:: Quellenauszug ::
--

Die öffentliche Verwaltung ist qua Verfassung an Recht und Gesetz gebunden (Art. 20 Abs. 3 GG). Weiterhin stehen öffentliche Verwaltungen unter ständiger kritischer Beobachtung der Öffentlichkeit und der Medien. Die gestiegene Verbreitung von Online-Portalen hat ebenso dazu beigetragen, dass öffentliche Verwaltungen und ihre Amtsträger jederzeit zum Gegenstand öffentlicher Debatten werden können. Das gilt umso mehr, je näher die Verwaltung beim Bürger angesiedelt ist. Kommunalverwaltungen stehen daher unter stärkerer öffentlicher Kontrolle als Landes- oder Bundesbehörden.

Wo also setzt Compliance in Kommunalverwaltungen an? Compliance bedeutet nicht nur die Beachtung formellen Rechts, Compliance umfasst vielmehr generelle Regelkonformität. Ein Compliance-Management-System sollte Risiken rechtzeitig melden und ein Bewusstsein für die Gefährlichkeit von Verstößen schaffen. Es hat vor allem eine Präventivfunktion zu erfüllen und vor Schaden zu bewahren.

Rechts- und Regeltreue bedeutet, dass die kommunale Verwaltung in allem, was sie tut oder unterlässt, bestehendes Recht zu beachten hat. Dazu gehören:

  • Das Grundgesetz und die jeweilige Landesverfassung,
  • Gesetze,
  • EU-Recht,
  • Rechtsprechung,
  • Verordnungen,
  • Erlasse und sonstige ministerielle Anordnungen,
  • untergesetzliches Recht,[1]
  • Dienstanweisungen
  • interne Zuständigkeitsordnungen,
  • förmliche[2] und nicht förmliche Pläne[3] sowie
  • Leitbilder.

Für alle in Kommunalverwaltungen tätigen Beamtinnen und Beamten gilt neben der Pflicht zur Beachtung der allgemeinen Dienstpflichten außerdienstlich das Mäßigungsgebot. Sie haben gem. § 33 Abs. 2 Beamtenstatusgesetz (BeamtStG) bei politischer Betätigung diejenige Mäßigung und Zurückhaltung zu wahren, die sich aus ihrer Stellung gegenüber der Allgemeinheit und aus der Rücksicht auf die Pflichten ihres Amtes ergibt. Ihr inner- und außerdienstliches Verhalten muss der Achtung und dem Vertrauen gerecht werden, die ihr Beruf erfordert (§ 34 BeamtStG). Angestellte und Arbeiter unterliegen dieser Pflicht in leicht abgeschwächter Form nach § 41 Satz 2 des Tarifvertrags für den öffentlichen Dienst (TVöD) – Besonderer Teil Verwaltung (BT-V). Das gilt auch für den kommunalen Bereich. Je nach dienstlicher Stellung und Aufgabenbereich haben die Beschäftigten ihr außerdienstliches Verhalten so einzurichten, dass das Ansehen des öffentlichen Arbeitgebers nicht beeinträchtigt wird.

--

:: Zeige-Datensätze ::
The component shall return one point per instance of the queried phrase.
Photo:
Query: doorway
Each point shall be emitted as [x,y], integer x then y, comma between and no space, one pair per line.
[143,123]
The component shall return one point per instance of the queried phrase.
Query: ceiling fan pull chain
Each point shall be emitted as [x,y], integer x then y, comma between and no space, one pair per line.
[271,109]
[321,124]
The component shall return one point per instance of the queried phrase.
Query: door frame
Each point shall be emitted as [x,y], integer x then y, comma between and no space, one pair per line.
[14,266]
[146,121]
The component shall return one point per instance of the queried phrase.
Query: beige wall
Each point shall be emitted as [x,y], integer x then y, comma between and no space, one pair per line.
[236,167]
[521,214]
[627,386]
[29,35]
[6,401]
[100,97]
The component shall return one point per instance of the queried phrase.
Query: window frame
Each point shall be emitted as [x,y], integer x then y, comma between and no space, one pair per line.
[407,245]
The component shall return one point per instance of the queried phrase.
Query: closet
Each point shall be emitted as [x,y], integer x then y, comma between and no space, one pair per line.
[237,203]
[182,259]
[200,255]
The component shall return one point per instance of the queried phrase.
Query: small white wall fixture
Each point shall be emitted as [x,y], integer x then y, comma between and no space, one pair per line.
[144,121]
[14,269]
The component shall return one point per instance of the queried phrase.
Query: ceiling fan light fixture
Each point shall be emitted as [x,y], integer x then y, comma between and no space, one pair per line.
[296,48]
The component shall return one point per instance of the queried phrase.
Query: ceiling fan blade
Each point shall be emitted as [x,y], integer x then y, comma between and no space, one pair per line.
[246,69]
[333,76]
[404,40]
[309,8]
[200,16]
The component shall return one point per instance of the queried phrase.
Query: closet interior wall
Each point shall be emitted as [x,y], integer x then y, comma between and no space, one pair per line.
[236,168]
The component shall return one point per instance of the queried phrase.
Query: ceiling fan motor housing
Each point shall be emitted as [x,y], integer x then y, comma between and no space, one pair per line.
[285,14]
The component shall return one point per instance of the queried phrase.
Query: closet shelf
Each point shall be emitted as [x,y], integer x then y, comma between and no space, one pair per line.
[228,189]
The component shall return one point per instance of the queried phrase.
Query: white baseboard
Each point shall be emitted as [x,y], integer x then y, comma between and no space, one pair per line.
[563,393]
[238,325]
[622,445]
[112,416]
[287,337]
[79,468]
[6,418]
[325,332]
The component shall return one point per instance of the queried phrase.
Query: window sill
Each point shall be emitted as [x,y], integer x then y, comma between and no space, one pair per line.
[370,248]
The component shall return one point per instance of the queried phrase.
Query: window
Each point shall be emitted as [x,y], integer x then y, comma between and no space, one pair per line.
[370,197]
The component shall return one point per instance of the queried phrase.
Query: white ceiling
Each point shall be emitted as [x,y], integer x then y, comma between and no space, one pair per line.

--

:: Aufgaben ::
[a] Nach welcher Vorschrift haben Beamtinnen und Beamte laut dem Quellenauszug bei politischer Betätigung Mäßigung und Zurückhaltung zu wahren?
[b] Übertragen Sie aus dem Quellenauszug alles von „Die öffentliche Verwaltung“ bis hinunter zu „Landes- oder Bundesbehörden.“ wortgetreu.
[c] Nennen Sie sämtliche Rechtsvorschriften, die der Quellenauszug mit Artikel- oder Paragrafenangabe zitiert.
Die Zeilen sind hierfür ohne Belang.

:: Lösungen ::
[a] Nach § 33 Abs. 2 Beamtenstatusgesetz (BeamtStG).

[b]
Die öffentliche Verwaltung ist qua Verfassung an Recht und Gesetz gebunden (Art. 20 Abs. 3 GG). Weiterhin stehen öffentliche Verwaltungen unter ständiger kritischer Beobachtung der Öffentlichkeit und der Medien. Die gestiegene Verbreitung von Online-Portalen hat ebenso dazu beigetragen, dass öffentliche Verwaltungen und ihre Amtsträger jederzeit zum Gegenstand öffentlicher Debatten werden können. Das gilt umso mehr, je näher die Verwaltung beim Bürger angesiedelt ist. Kommunalverwaltungen stehen daher unter stärkerer öffentlicher Kontrolle als Landes- oder Bundesbehörden.

[c]
- Art. 20 Abs. 3 GG
- § 33 Abs. 2 Beamtenstatusgesetz (BeamtStG)
- § 34 BeamtStG
- § 41 Satz 2 des Tarifvertrags für den öffentlichen Dienst (TVöD) – Besonderer Teil Verwaltung (BT-V)